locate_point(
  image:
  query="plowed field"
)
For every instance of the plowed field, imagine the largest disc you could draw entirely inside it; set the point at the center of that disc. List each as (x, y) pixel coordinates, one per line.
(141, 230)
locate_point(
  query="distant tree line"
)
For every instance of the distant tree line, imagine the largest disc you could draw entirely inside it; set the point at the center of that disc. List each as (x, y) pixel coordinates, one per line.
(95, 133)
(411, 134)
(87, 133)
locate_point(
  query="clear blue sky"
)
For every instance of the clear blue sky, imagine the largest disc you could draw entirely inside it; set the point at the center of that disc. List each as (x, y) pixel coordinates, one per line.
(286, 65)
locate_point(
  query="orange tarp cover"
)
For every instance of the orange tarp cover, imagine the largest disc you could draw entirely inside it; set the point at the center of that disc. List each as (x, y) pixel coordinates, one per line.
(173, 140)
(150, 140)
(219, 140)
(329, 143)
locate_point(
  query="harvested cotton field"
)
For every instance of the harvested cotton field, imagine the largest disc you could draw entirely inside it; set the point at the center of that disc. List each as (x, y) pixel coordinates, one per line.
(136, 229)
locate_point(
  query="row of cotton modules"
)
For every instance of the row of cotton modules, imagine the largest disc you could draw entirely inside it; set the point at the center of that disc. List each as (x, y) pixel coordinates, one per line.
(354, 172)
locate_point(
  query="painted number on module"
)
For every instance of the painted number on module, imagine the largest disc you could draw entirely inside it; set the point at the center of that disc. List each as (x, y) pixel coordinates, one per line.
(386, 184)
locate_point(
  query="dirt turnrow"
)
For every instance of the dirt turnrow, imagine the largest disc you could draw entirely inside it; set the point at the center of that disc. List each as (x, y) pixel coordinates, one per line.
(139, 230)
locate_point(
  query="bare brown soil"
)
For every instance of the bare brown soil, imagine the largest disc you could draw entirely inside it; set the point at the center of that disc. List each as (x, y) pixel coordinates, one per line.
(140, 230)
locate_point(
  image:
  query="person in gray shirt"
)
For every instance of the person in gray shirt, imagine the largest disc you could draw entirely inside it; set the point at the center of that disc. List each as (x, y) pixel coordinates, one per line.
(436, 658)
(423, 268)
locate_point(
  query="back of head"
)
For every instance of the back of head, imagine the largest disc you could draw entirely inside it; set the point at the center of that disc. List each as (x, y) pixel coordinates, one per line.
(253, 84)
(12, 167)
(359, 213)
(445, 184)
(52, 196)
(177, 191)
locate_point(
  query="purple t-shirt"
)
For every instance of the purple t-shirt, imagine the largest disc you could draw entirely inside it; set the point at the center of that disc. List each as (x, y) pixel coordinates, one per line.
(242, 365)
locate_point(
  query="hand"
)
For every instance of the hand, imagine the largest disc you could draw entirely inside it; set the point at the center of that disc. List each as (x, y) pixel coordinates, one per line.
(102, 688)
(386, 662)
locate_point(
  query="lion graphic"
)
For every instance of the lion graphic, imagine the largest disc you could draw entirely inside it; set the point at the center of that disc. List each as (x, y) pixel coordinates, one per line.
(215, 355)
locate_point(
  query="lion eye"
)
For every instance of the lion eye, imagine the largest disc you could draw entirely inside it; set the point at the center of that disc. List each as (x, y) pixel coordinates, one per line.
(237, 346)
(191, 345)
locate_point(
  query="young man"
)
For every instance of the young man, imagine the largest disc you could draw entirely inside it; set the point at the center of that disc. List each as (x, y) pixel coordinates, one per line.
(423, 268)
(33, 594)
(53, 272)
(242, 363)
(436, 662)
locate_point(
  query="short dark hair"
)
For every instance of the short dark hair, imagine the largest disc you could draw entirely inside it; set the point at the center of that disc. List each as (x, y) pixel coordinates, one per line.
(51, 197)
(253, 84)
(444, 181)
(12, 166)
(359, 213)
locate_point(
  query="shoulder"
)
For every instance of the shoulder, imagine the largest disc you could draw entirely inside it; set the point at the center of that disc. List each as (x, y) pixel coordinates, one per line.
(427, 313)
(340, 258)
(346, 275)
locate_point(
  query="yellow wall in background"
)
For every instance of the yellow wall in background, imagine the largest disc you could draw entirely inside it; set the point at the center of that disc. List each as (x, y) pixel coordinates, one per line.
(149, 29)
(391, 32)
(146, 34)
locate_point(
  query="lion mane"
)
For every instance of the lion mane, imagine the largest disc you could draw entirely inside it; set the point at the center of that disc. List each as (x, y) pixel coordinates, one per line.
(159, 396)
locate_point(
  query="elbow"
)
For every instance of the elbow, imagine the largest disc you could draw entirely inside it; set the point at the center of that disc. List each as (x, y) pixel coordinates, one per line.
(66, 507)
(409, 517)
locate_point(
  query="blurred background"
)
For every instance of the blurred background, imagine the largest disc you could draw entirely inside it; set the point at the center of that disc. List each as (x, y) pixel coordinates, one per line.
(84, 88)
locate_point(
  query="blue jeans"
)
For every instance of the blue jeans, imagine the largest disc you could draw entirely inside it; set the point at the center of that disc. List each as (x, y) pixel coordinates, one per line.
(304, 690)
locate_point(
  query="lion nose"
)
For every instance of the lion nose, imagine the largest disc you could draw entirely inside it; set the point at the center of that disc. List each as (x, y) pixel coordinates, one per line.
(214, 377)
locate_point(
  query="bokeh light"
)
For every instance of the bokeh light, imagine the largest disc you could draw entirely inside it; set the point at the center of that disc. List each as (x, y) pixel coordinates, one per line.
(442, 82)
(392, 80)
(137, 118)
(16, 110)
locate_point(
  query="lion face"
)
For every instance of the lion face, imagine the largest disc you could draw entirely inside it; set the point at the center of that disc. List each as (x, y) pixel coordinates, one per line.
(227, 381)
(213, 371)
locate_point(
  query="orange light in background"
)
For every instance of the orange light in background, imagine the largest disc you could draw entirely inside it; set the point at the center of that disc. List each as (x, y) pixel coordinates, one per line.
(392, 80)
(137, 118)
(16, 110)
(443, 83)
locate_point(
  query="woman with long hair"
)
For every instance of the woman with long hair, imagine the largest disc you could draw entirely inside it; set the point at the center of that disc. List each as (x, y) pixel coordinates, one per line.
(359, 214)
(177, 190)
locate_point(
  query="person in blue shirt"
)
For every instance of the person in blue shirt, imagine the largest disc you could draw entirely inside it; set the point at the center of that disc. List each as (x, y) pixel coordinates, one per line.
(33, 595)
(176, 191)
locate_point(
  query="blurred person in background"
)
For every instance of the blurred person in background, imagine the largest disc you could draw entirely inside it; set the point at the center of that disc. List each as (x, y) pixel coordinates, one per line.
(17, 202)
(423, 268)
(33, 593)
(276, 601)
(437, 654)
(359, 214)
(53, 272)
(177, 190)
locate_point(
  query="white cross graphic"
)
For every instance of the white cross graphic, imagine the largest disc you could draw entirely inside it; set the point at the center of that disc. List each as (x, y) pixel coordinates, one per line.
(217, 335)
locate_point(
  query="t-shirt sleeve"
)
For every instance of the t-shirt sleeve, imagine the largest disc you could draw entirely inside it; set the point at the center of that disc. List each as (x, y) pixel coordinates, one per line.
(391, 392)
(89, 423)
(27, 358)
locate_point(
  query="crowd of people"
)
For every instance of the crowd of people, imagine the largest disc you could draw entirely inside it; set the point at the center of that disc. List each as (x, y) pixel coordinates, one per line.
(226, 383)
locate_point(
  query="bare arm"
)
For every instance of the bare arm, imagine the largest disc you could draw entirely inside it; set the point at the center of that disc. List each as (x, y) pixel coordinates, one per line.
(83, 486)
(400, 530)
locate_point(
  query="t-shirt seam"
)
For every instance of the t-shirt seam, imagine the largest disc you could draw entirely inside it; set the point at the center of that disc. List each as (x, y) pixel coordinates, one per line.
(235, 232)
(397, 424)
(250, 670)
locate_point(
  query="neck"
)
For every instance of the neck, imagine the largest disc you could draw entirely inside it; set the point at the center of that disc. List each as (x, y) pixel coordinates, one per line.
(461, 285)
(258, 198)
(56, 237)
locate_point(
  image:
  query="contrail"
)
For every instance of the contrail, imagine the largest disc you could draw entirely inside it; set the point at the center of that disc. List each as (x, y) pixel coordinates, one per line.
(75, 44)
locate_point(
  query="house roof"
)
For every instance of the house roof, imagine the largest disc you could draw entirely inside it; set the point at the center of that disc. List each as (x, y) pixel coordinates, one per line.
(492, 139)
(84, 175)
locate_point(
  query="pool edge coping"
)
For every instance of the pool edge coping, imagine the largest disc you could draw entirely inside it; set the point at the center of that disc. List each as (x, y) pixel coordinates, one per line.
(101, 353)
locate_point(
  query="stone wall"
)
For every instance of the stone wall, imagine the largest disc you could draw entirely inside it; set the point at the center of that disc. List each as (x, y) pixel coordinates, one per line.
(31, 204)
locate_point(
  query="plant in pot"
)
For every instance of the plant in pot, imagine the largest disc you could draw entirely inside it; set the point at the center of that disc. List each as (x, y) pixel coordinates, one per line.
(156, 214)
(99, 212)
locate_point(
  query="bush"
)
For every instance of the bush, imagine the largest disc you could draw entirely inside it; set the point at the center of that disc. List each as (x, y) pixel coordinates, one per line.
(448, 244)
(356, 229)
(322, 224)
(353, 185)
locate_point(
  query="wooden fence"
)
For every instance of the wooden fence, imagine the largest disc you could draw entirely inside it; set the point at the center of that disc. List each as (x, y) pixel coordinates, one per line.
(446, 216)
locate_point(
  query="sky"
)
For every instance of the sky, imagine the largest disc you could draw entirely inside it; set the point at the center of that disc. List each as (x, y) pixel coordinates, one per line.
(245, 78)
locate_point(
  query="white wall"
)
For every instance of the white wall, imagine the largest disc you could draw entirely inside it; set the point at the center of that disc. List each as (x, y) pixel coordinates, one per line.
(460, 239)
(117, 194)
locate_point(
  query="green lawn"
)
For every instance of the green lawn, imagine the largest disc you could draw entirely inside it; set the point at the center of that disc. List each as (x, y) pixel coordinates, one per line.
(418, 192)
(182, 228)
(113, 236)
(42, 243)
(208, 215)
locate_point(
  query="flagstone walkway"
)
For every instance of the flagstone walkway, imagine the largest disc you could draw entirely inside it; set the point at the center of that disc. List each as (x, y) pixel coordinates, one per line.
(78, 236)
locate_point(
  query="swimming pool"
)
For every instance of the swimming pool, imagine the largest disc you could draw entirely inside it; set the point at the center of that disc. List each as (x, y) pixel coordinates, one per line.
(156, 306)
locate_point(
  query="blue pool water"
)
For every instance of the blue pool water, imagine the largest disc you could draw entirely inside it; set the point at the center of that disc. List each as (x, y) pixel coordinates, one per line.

=====

**Enunciado**
Recoge y copia todas las líneas de arriba en las que aparezca la palabra "swimming".

**Respuesta**
  query="swimming pool"
For every instance of the swimming pool, imagine the largest disc you could draw entirely inside it; set the point at the center of that disc. List each as (x, y) pixel coordinates, one per line.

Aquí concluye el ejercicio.